▶ _WHAT IS EXPECTED_: Decide whether each statement agrees with the message exchange below. Answer yes or no for each, and quote the words from the exchange that decide it. (a) The first message says its writer is learning new ways to deal with anger. (b) The reply says its writer will keep putting themselves out for people who hurt them. (c) The first message calls letting go easy.

▶ _SOURCE EXTRACT_:

((

Hi wilsy just wanted to say 'good for you' staying true to yourself. Hate can sometimes be a driving force but as you say doesn't help. I'm learning new ways to deal with my anger too. The only person who is important is you. You can only look after you (and your pests!). The only person you can change is you. Letting go is tough and so is loneliness. Sometimes just getting through the day is an achievement. I think you're doing well.
Thank you Merry go Round, just got to get through the next few days and let these emotions drain from me and push forward. I will in this instance think of myself from now on and not put myself out anymore for people that hurt me.
Really appreciate your support at this difficult time.

))

▶ _DATASET EXTRACT_:
((

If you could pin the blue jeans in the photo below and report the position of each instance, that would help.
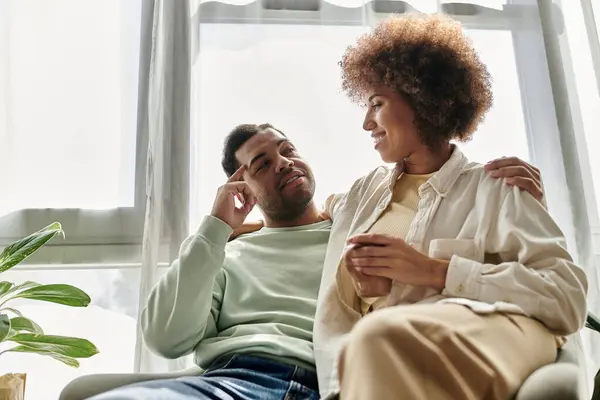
(238, 377)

))

▶ _TASK ANSWER_:
(a) Yes: "I'm learning new ways to deal with my anger too."
(b) No: "not put myself out anymore for people that hurt me."
(c) No: "Letting go is tough and so is loneliness."